Exercise prompt -> Once the line containing "# test: locate the textured" is located, give it again exactly, together with each line that follows it to the end of the entries, and add nothing else.

Items listed in a dataset ->

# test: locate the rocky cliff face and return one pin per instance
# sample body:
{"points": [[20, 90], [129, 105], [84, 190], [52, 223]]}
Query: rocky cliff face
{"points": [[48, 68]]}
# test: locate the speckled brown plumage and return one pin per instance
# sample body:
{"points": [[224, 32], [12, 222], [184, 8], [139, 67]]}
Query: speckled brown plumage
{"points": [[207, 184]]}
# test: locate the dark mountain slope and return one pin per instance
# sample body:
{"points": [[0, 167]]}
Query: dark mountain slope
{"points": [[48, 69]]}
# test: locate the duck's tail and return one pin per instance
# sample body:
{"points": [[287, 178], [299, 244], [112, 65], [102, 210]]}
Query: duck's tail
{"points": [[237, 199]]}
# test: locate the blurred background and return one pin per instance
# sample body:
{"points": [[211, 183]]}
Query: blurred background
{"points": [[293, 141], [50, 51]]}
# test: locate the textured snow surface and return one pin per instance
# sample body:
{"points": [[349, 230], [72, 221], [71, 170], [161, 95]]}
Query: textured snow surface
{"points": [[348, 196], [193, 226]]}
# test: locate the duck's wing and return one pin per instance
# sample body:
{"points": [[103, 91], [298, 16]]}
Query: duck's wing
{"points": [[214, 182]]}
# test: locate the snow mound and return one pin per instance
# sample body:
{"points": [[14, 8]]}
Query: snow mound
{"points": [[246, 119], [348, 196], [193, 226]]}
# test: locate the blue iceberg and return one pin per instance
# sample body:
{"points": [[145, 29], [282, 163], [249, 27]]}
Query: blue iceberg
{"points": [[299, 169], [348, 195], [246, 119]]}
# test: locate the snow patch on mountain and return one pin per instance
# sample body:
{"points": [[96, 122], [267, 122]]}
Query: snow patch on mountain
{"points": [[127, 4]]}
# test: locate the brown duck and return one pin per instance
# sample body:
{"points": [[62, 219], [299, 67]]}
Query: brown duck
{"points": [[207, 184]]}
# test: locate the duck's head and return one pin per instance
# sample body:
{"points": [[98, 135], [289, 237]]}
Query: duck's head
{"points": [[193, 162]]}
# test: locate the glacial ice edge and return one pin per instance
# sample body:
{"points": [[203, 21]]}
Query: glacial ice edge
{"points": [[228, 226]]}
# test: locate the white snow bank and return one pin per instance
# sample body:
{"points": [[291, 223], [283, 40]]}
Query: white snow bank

Exercise output ->
# test: locate the textured snow surface and return one pin per instance
# sample body:
{"points": [[349, 230], [72, 221], [71, 170], [161, 95]]}
Query: textured snow surface
{"points": [[348, 196], [193, 226]]}
# test: locate the duck's wing and return one pin per instance
# sample body:
{"points": [[103, 91], [298, 16]]}
Query: duck's wing
{"points": [[214, 182]]}
# test: locate the snow mound and return one pin per instance
# sample body:
{"points": [[14, 8]]}
Query: snow mound
{"points": [[246, 119], [348, 196], [193, 226]]}
# test: locate the blue iceberg and return one pin per instance
# sample body:
{"points": [[145, 29], [282, 163], [249, 27]]}
Query: blue iceberg
{"points": [[299, 169], [348, 195], [246, 119]]}
# test: locate the snow patch on mountain and return one pin per instance
# sample body:
{"points": [[96, 122], [267, 122]]}
Query: snow patch on mountain
{"points": [[127, 4]]}
# test: locate the brown duck and return one pin per instance
# sample body:
{"points": [[62, 219], [299, 67]]}
Query: brown duck
{"points": [[207, 184]]}
# test: locate the duck's head and return one pin per instance
# sample body:
{"points": [[98, 135], [289, 237]]}
Query: duck's head
{"points": [[193, 162]]}
# test: locate the glacial ice edge and return one pin per instance
# sample body:
{"points": [[203, 21]]}
Query: glacial ice edge
{"points": [[228, 226]]}
# test: locate the white snow bank and return one pin per instance
# sample body:
{"points": [[291, 223], [283, 40]]}
Query: white snow bank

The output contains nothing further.